Excerpt to read:
Iran's ex-President Rafsanjani dies

This file photo taken on December 21, 2015 shows Iranian former president Akbar Hashemi Rafsanjani showing his ID as he registers his candidacy for the upcoming Assembly of Experts elections at the interior ministry in Tehran. (AFP / ATTA KENARE)

TEHRAN: Former Iranian president Akbar Hashemi Rafsanjani, a pugnacious political survivor despite his support for moderates, died on Sunday after suffering a heart attack, news agencies reported.
Rafsanjani, who was 82, was a pivotal figure in the foundation of the Islamic republic in 1979, and served as president from 1989 to 1997.
He had been admitted to the Shohadaa Hospital in northern Tehran, one of his relatives, Hossein Marashi, was quoted as saying by the agencies.
“Ayatollah Akbar Hashemi Rafsanjani was transferred to hospital after a heart attack,” Reza Soleimani, a speaker of the Expediency Council, Iran’s main political arbitration body which Rafsanjani chaired.
“Despite the efforts of the doctors he died,” he said, quoted by state broadcaster IRIB.
Rafsanjani’s death is a huge loss for both reformists and moderates, as he stood as a pillar for the two camps.
All state television channels branded a black ribbon on the corner of the screen in a sign of mourning.
A growing crowd of people had formed outside the Shohadaa hospital, despite police warnings, blocking Tehran’s Valiasr Avenue, media reported.
His body was later transferred to Jamaran hospital.
Rafsanjani was born on August 25, 1934 in the village of Nough in southern Iran into a wealthy family.
He studied theology in the holy city of Qom before entering politics in 1963 after the shah’s police arrested the founder of the Islamic republic, Ayatollah Ruhollah Khomeini.

Voice of moderation
A confidant of Khomeini, Rafsanjani was the speaker of parliament for two consecutive terms until Khomeini’s death in 1989.
Rafsanjani’s presidency, a breathing space after the end of the 1980-88 Iran-Iraq war, was marked by reconstruction, cautious reform and repairs to Iran’s relations with its Arab neighbors.
But it was also marred by human rights violations, rampant inflation and difficult relations with Europe, not least with Britain after the “death sentence,” or fatwa, handed down to writer Salman Rushdie by Khomeini.
After serving a maximum two consecutive terms, Rafsanjani played an important role in the election of the reformist Mohammad Khatami, who succeeded him as president from 1997 to 2005.
Rafsanjani sought a return to the presidency in 2005 but lost to hard-liner Mahmoud Ahmadinejad in a conservative backlash.
It was a bitter defeat, but rather than retreating from public view, he remained in the limelight.
Rafsanjani emerged as a moderate counter-figure to the ultra-hard-liners clustered around Ahmadinejad — under whom Iran’s relations with the West plummeted — and criticized the crackdown that followed Ahmadinejad’s disputed re-election in 2009.
In recent years though, his influence within state institutions had waned.
In 2013, his candidacy for the presidential election was rejected because of his advanced age.
The next year he delivered crucial support for the eventual winner, Hassan Rouhani, a moderate with whom he has a warm rapport.
He was an important backer of the deal Rouhani struck with world powers for sanctions to be lifted in exchange for curbs on Iran’s nuclear program.
Rafsanjani was always a member of Iran’s top clerical body, the Assembly of Experts, charged with appointing — and if required dismissing — the country’s supreme leader.
Rafsanjani chaired the influential committee for several years.
He also held the chairmanship of the Expediency Council, since 1990, when he was appointed by Khomeini’s successor as supreme leader, Ayatollah Ali Khamenei.
The supreme leader will have to appoint a new chairman for the body.

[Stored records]
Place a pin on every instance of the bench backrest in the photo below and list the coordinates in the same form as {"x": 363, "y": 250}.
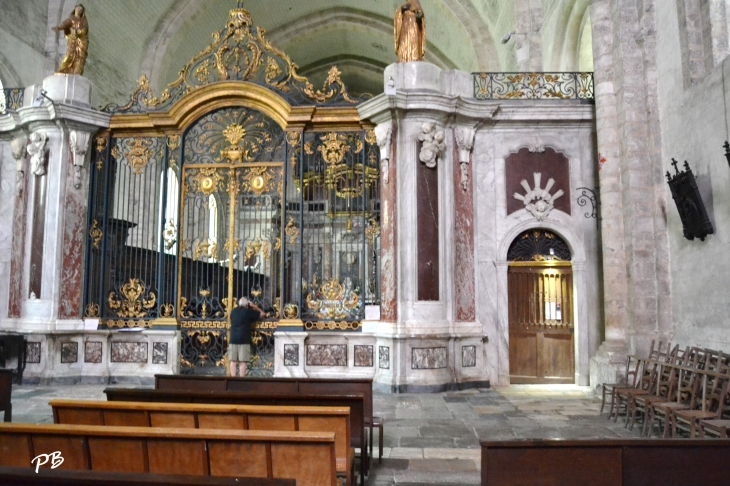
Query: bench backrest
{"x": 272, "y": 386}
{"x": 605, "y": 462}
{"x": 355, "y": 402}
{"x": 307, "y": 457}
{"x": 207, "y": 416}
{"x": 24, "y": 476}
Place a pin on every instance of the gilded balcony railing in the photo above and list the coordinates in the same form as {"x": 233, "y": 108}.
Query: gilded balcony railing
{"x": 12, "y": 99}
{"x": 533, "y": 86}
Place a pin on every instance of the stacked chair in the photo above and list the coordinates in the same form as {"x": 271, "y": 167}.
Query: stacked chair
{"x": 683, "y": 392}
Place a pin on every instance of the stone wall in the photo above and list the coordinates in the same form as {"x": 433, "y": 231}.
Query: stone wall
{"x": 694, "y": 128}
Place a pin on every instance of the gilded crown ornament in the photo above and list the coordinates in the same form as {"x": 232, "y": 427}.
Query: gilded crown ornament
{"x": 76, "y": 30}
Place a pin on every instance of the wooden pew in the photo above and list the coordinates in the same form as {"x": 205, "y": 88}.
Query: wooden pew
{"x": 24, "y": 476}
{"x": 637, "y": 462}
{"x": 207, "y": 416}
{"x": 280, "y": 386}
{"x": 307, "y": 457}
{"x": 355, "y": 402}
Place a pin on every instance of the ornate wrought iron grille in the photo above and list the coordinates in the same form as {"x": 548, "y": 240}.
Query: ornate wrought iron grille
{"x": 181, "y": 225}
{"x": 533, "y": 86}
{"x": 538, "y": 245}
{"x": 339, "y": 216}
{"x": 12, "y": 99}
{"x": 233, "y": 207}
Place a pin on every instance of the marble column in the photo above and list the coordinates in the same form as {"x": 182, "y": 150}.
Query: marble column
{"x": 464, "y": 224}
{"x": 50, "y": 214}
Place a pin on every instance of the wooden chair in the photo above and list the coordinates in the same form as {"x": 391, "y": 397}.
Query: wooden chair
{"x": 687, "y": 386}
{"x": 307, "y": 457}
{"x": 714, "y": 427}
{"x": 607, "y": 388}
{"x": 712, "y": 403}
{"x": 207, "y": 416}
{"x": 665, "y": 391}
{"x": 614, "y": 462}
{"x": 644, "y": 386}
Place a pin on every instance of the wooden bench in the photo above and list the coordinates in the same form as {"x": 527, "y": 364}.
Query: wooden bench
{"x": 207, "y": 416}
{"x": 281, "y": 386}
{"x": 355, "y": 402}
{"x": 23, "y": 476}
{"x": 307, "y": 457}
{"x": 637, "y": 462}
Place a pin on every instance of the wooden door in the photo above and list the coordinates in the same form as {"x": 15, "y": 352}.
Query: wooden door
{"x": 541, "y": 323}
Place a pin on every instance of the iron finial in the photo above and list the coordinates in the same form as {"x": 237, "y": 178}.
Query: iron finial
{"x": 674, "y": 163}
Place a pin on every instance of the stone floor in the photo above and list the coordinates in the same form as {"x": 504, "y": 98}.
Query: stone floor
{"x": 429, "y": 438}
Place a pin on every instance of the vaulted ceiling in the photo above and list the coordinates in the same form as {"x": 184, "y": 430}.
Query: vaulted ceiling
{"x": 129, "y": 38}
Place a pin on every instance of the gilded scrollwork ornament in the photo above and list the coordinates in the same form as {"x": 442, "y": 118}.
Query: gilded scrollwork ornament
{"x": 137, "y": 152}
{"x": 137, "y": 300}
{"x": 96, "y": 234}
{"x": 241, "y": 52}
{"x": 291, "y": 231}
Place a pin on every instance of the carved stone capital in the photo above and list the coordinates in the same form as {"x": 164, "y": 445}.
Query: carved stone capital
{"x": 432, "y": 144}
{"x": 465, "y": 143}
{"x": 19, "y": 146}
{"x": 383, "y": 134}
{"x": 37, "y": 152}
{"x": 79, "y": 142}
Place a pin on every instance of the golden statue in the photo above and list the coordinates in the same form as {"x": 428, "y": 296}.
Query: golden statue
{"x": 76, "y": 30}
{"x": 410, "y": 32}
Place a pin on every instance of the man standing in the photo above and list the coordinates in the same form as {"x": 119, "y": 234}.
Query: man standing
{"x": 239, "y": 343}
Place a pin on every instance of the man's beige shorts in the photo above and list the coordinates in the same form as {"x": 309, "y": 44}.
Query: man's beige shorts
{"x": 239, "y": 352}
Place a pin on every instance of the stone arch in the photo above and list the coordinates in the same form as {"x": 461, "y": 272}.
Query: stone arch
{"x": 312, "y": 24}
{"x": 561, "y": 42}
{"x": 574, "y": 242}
* * *
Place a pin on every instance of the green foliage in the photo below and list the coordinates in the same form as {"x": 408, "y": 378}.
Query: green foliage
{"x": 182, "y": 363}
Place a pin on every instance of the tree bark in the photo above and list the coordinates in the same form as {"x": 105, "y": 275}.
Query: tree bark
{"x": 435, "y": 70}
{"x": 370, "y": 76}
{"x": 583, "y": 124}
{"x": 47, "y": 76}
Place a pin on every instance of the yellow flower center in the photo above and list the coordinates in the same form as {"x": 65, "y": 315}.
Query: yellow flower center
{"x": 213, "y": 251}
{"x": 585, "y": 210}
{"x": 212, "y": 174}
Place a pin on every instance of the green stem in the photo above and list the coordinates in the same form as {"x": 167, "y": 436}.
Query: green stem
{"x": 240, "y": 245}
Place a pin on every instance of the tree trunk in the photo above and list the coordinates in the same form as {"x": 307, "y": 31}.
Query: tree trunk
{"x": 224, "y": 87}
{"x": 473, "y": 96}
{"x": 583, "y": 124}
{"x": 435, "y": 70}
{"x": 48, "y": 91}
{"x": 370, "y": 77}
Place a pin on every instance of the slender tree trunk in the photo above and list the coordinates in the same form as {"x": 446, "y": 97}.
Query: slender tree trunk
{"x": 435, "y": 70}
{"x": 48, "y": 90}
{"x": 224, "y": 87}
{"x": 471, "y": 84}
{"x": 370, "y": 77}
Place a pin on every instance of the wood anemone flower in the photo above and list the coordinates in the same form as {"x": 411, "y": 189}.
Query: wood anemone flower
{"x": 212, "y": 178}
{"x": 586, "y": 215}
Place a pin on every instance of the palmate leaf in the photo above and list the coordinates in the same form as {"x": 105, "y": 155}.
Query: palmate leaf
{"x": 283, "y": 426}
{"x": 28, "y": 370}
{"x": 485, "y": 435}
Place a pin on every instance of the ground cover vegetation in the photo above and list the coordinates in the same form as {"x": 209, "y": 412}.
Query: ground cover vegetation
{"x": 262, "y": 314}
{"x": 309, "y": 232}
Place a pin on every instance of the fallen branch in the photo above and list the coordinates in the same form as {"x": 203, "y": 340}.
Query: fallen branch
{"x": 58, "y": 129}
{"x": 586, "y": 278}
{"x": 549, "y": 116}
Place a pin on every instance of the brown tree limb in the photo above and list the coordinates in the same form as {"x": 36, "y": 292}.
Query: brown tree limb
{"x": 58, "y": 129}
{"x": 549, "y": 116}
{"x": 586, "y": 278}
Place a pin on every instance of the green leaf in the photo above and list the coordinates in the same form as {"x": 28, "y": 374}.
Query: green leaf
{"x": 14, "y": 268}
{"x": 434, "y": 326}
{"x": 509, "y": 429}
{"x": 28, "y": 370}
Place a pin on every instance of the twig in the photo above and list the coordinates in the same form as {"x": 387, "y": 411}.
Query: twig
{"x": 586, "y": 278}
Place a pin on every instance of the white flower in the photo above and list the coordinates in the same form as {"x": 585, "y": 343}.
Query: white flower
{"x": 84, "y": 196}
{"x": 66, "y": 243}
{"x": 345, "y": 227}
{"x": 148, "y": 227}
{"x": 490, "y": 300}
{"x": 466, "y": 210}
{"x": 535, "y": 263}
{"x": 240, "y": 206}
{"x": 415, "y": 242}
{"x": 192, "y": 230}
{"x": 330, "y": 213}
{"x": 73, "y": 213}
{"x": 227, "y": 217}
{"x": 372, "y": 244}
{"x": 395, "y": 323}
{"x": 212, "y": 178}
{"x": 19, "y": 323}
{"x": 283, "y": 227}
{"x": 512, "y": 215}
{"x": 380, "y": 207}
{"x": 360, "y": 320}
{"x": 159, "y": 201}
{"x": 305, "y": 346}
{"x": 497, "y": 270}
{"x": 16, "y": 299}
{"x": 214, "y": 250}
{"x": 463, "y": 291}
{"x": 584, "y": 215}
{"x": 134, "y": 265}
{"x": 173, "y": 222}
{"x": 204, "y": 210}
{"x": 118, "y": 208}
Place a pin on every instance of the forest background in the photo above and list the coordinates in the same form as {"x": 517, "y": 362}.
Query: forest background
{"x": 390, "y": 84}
* * *
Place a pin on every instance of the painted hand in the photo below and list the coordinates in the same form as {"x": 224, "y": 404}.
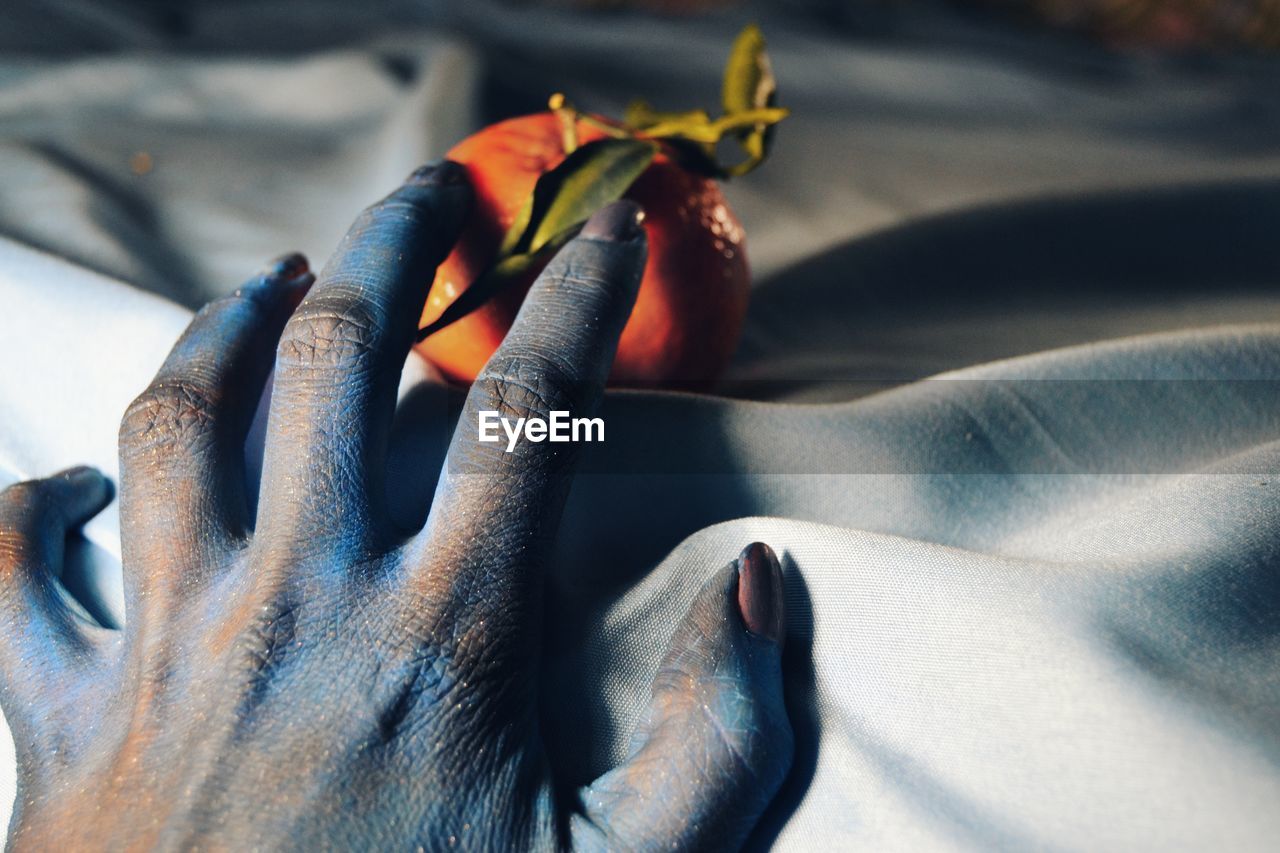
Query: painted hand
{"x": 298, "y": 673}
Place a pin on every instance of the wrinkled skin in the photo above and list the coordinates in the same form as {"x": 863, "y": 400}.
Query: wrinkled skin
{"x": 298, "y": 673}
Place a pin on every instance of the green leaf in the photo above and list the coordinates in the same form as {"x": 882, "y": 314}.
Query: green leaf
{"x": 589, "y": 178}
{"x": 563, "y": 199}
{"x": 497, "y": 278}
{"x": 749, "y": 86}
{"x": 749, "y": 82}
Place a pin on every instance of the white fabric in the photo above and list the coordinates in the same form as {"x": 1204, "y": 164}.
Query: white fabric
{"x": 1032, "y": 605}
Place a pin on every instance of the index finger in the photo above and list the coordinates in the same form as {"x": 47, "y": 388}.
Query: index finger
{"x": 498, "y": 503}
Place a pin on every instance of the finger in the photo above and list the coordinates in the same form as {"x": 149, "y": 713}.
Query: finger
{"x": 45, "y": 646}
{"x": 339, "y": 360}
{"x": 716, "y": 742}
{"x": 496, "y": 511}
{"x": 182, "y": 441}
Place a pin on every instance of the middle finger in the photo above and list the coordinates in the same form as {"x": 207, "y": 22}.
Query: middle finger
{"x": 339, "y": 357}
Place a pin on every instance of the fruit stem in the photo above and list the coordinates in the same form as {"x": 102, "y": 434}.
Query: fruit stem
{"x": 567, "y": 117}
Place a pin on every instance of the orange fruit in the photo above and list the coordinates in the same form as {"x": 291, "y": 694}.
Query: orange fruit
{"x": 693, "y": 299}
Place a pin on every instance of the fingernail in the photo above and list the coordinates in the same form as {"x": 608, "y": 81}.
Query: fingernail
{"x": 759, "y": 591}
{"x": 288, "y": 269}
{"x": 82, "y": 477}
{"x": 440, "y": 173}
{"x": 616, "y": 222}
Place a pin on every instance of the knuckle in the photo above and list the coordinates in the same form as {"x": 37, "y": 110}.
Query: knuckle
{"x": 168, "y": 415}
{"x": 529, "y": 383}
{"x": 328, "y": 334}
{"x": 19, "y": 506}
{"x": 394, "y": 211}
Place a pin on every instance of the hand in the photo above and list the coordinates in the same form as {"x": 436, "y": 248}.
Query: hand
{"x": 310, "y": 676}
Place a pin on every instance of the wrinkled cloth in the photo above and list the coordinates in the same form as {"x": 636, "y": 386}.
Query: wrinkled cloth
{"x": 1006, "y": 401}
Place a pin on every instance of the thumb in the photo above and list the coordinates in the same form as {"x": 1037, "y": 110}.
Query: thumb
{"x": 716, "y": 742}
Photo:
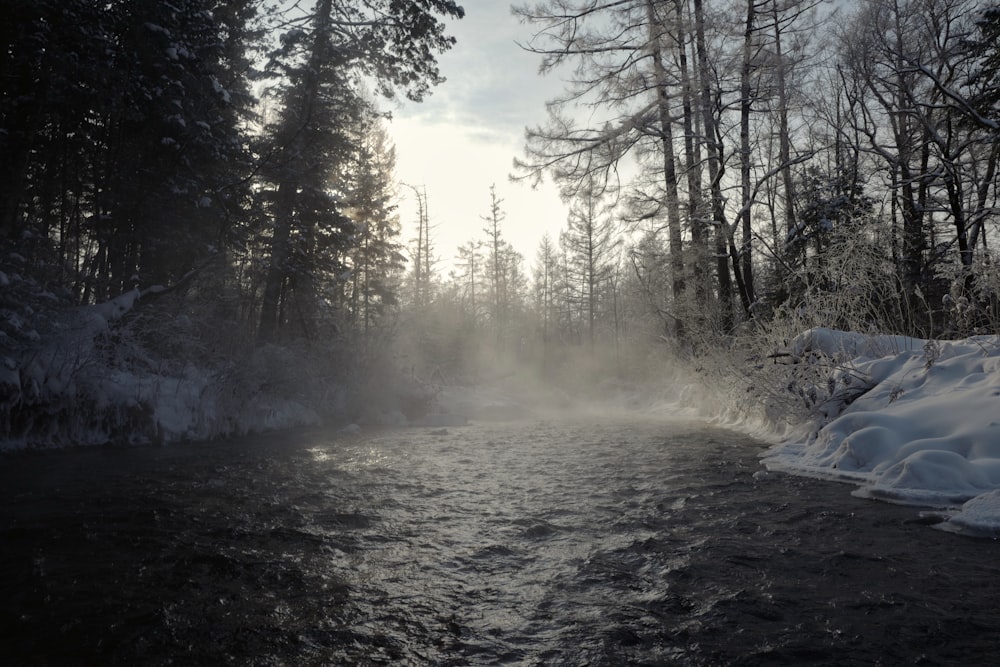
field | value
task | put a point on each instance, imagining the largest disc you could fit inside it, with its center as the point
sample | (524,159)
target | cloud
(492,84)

Activity A: Print the portion of the article on Rafsanjani's death from "Rafsanjani chaired the" up to and including "for the body.".
Activity B: In the article on Rafsanjani's death, which hard-liner defeated Rafsanjani when he sought a return to the presidency in 2005?

Task solution A:
Rafsanjani chaired the influential committee for several years.
He also held the chairmanship of the Expediency Council, since 1990, when he was appointed by Khomeini’s successor as supreme leader, Ayatollah Ali Khamenei.
The supreme leader will have to appoint a new chairman for the body.

Task solution B: Mahmoud Ahmadinejad